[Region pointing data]

○ ○ ○ ○ ○ ○ ○

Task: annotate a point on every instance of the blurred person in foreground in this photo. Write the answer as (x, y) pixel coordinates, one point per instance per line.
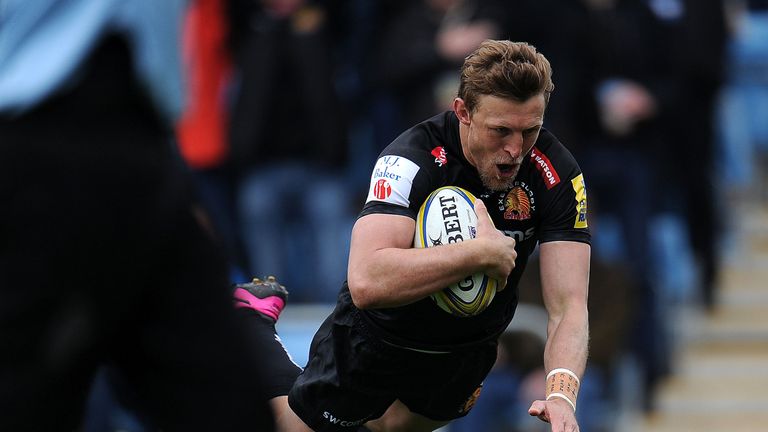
(388, 358)
(103, 259)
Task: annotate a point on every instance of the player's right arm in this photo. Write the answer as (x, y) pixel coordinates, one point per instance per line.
(386, 271)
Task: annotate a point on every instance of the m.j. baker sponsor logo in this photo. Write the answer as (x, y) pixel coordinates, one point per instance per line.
(581, 201)
(545, 168)
(392, 179)
(341, 422)
(441, 158)
(382, 190)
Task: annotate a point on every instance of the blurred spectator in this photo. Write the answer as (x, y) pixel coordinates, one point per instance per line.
(421, 49)
(617, 133)
(289, 143)
(744, 102)
(102, 256)
(202, 129)
(693, 35)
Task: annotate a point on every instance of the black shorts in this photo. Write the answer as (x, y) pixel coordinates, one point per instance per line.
(353, 376)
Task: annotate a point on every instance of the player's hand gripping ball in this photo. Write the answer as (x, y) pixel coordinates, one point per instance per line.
(448, 216)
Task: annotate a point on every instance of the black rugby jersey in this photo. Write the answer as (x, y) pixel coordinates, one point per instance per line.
(546, 203)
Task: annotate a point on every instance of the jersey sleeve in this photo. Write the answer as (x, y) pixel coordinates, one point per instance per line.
(401, 178)
(565, 208)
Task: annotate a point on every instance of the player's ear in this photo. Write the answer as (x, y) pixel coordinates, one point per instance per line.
(461, 110)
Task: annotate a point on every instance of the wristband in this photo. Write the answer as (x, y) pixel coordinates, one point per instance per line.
(564, 384)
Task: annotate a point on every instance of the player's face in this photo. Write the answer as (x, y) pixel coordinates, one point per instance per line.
(498, 135)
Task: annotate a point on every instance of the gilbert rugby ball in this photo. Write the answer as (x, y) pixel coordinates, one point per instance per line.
(448, 216)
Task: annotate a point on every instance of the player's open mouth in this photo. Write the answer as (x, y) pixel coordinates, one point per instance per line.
(506, 169)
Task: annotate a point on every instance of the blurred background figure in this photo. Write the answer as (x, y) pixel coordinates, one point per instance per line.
(422, 46)
(289, 146)
(105, 258)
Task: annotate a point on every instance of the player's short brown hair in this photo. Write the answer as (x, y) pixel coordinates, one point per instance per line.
(513, 70)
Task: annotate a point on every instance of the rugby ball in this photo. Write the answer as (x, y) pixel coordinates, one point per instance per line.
(448, 216)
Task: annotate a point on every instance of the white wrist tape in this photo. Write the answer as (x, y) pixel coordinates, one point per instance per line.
(565, 371)
(564, 384)
(562, 396)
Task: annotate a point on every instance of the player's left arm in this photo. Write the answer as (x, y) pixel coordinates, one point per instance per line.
(564, 281)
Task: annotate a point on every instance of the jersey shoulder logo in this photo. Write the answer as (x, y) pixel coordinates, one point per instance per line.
(392, 180)
(580, 189)
(545, 168)
(441, 158)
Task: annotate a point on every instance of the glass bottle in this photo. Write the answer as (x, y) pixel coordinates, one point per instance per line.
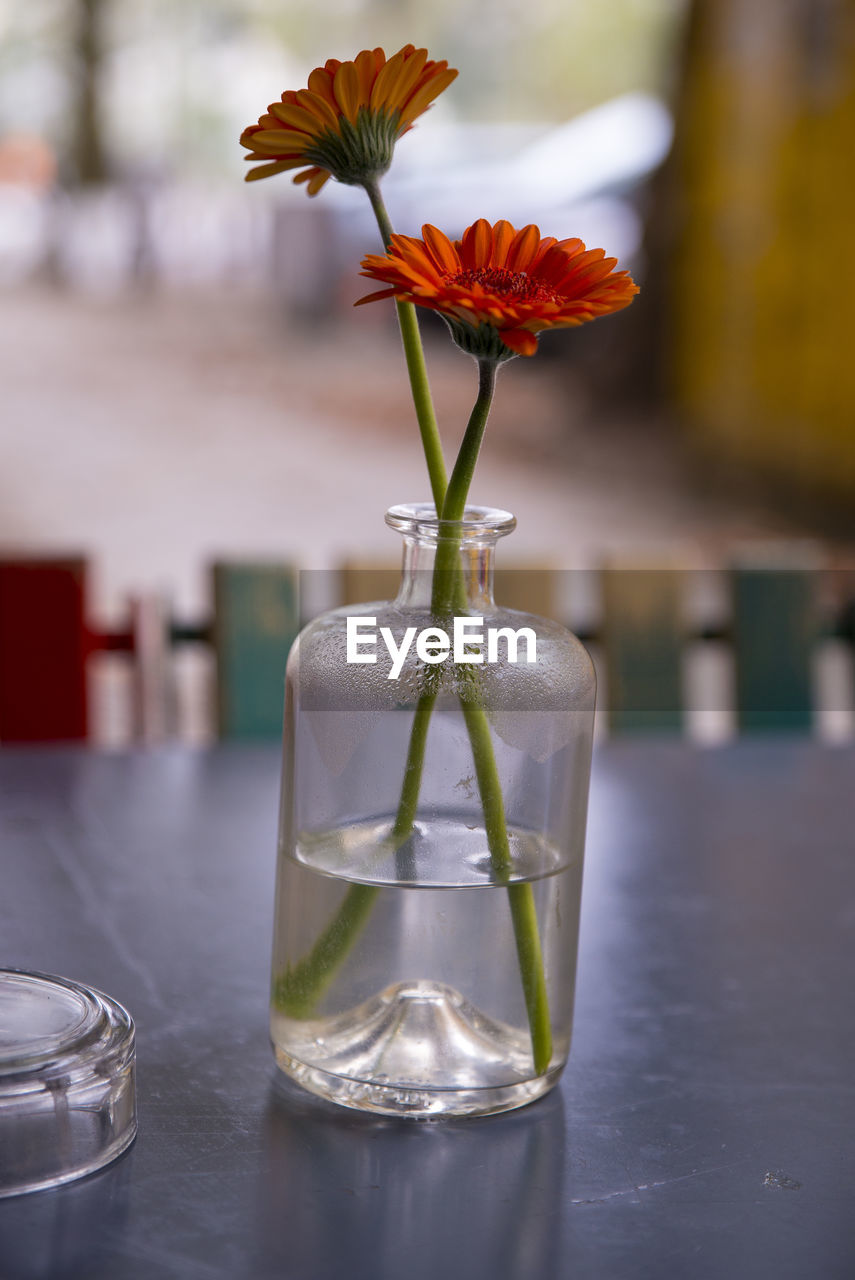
(435, 772)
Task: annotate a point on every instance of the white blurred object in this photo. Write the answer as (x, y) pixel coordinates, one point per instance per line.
(571, 179)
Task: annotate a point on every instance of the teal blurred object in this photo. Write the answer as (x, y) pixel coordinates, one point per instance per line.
(775, 629)
(256, 620)
(644, 638)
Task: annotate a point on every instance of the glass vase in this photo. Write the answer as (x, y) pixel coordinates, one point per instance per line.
(435, 773)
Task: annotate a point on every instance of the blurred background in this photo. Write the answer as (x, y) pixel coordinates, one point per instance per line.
(184, 375)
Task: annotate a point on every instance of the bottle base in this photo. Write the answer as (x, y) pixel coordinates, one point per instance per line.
(417, 1050)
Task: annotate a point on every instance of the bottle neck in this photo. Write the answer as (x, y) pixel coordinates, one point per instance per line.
(462, 552)
(476, 566)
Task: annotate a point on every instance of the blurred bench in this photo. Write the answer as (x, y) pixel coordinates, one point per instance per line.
(781, 604)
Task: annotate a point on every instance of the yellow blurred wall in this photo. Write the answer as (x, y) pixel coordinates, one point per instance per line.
(763, 305)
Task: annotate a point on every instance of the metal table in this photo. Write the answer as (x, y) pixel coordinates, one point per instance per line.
(703, 1129)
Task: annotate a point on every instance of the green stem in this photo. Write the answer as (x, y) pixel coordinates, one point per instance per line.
(301, 986)
(415, 357)
(520, 896)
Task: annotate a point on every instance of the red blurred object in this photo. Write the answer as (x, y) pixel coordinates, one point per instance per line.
(44, 645)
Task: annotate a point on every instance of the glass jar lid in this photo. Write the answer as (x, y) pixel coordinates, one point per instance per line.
(67, 1080)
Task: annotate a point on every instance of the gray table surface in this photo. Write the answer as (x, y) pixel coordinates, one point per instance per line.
(703, 1129)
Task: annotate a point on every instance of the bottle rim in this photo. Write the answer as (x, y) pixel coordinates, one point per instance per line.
(479, 524)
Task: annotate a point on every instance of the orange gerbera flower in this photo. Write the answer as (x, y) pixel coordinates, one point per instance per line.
(347, 122)
(497, 287)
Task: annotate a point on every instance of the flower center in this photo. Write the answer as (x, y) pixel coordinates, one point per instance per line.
(513, 286)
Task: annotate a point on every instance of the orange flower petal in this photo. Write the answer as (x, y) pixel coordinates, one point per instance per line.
(516, 283)
(266, 170)
(295, 117)
(319, 108)
(346, 86)
(320, 82)
(440, 248)
(385, 77)
(522, 247)
(273, 141)
(424, 95)
(476, 245)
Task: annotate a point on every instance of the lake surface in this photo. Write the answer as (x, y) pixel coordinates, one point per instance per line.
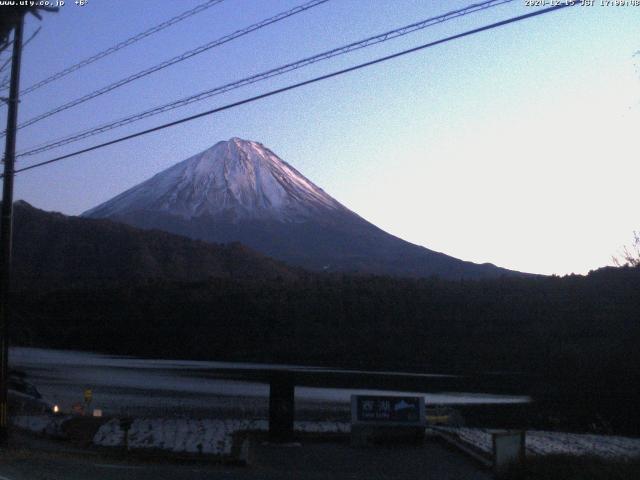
(152, 387)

○ ○ ○ ○ ○ ○ ○

* **WORK REQUIRED**:
Go through the entries above and output them exactly, without pictures.

* **EXERCISE ANSWER**:
Task: annotate a point on every instance of the blurred person in foreground in this photo. Write the answer as (x, y) pixel coordinates, one point per instance per line.
(388, 358)
(103, 259)
Task: annotate a point on every instance of the player's right arm in this photo. Write the answer as (x, y) pixel coordinates, one point per instance per line.
(386, 271)
Task: annotate a point on every instance of the m.j. baker sponsor logo in this photo. Write the answer as (x, y) pixel coordinates, one point per instance per line.
(581, 201)
(545, 168)
(392, 179)
(341, 422)
(441, 158)
(382, 190)
Task: annotate a point on every instance of the blurred spectator in this photo. Write the answer as (x, y) pixel coordinates, one point per instance per line.
(421, 49)
(617, 133)
(289, 143)
(744, 102)
(102, 256)
(202, 129)
(693, 35)
Task: annotate a point on every instance of the black shorts in this photo. Write the answer as (x, y) pixel coordinates, one point per instance per line.
(353, 376)
Task: annotate a point on every instance of the player's hand gripping ball in this photo. Write the answer as (x, y) pixel coordinates, one point per instance per line.
(448, 216)
Task: annotate a point on every instance of the black rugby jersey in this photo. Write the answer as (x, y) pixel coordinates, one point per instance per line.
(546, 203)
Task: annotate a point on every instance of the jersey sleeve in this photo. Write the answer as (x, y) pixel coordinates, one point per instance per line.
(401, 178)
(565, 208)
Task: annotate a point on every instance of the player's ear in this photo. Write the answer as (x, y) pixel coordinates, one point per instance per line.
(461, 110)
Task: annotate a point on every instance of the wristband in this photo. Write the answer as (x, y) pixel coordinates, one point per instance per line.
(564, 384)
Task: annotate a point on every instance of the player's face in this photo. Write the answer as (x, y) pixel coordinates, one point per instance per line.
(498, 135)
Task: annotate a point on every instance of the gilbert rugby ball in this photo. Write the answer as (x, y) pixel coordinates, one point per instance per line.
(448, 216)
Task: annotate a point on every instance of the player's open mouth in this photo. Write the answer as (x, y) pixel coordinates, one point per instance per line.
(506, 169)
Task: annotate a point on every instance of the blurred background figure in this photo. Write the answer as (x, y) pixel coordinates, one point per instance per line.
(422, 46)
(289, 146)
(105, 258)
Task: annotate a point on every instance of the player's short brown hair in this photo. Write the answer as (x, y) pixel coordinates, one point per instance per line.
(513, 70)
Task: annotate a point on every instance of the rugby ball in this photo. Write the answer as (x, y) pixel coordinates, one point per instance per line.
(448, 216)
Task: annotate a point on every instance of the white wrist tape in this photo. Write the answer as (x, y) pixel coordinates, one point per instance per line.
(565, 371)
(564, 384)
(562, 396)
Task: annotate a point on every instance of the player's left arm in this photo. Write the answer as (x, y) pixel coordinates, one point per instance per line.
(564, 281)
Task: annotate a point on every instance of the jersey shoulder logo in this photo. Write the answer as (x, y) pixel coordinates, one point per instance per line.
(392, 180)
(580, 189)
(545, 168)
(441, 158)
Task: annotate a point on every instance of the glass bottle in this photo. Write the answer as (x, y) pixel coordinates, one point per instance per line.
(435, 772)
Task: annotate a point on every instance of the white blurred object in this photo. Write the answer as (x, y) pixel coordinates, one point per instance per line.
(571, 179)
Task: annotate a point on every instance of the teal blurred object in this photo. Write the answer as (x, y) pixel coordinates, one point per instance per line.
(775, 629)
(256, 620)
(644, 638)
Task: annotate a point on every instance of the glass vase in this photo. Write the answer as (x, y) pixel coordinates, one point per instance per line.
(435, 773)
Task: annotate a point on every instance of the blurred background in this photo. Write the answer as (x, y) pixel coordinates, one point per instance per line.
(184, 375)
Task: annotate a point on every instance of the bottle base in this photo. Write the answer as (x, y) pixel coordinates, one point per instance per line.
(417, 1050)
Task: annotate a point on every instance of the bottle neck in this photo. Write the answer as (x, y) pixel coordinates, one point per instance per line.
(462, 552)
(476, 566)
Task: annotate a point on every instance of the blurred bench in this photo. Write the answer as (x, y) pixel coordinates, one point per instance per line.
(781, 604)
Task: annotate a point on every instance of the yellow blurred wall in this photo. Write the answer as (x, y) pixel coordinates, one point per instance per line.
(763, 305)
Task: annotate a point on every instance of the metal table in this photo. Write the answer as (x, y) pixel coordinates, one point per instance per line.
(703, 1129)
Task: annotate a point on every instance of the green stem in this photo. Write the answer as (x, y) pixel coordinates, one point per instance per line.
(301, 986)
(415, 357)
(520, 896)
Task: annotate a point on every instance of the red blurred object in this photo. Write the answer as (x, y) pixel coordinates, one point per instance per line.
(44, 645)
Task: annotate a point on every instance of the glass jar lid in this photo. Write the answer as (x, y) pixel coordinates, one point per instance per line.
(67, 1080)
Task: annotate a point on every instance of the gray table surface in this photo. Write the answer as (x, y) pixel coordinates, one point per instance per line.
(703, 1129)
Task: annotate a point on every instance of the bottle rim in this photo. Write the answer as (x, y) pixel coordinates, one point per instance per line.
(479, 524)
Task: annotate a point on every instance of the orange gerbera flower in this photo. Write the answer as (x, y) pixel coordinates, one point per instance per line.
(347, 122)
(497, 287)
Task: annotate a point on every instance of the flower center in this photo. Write the answer as (x, y) pixel coordinates, one point per instance per line.
(513, 286)
Task: annotate a point on every instance of the orange flower petal in this photo. Write the answer as (x, y) pixel coordinates, one point per instance per line.
(516, 283)
(266, 170)
(295, 117)
(319, 108)
(346, 86)
(320, 82)
(440, 248)
(385, 77)
(522, 247)
(273, 141)
(424, 95)
(476, 245)
Task: annotate a point on every instance of the lake surface in this photo. Write the answer as (x, y) pixel coordinates, one point per instance per line.
(152, 387)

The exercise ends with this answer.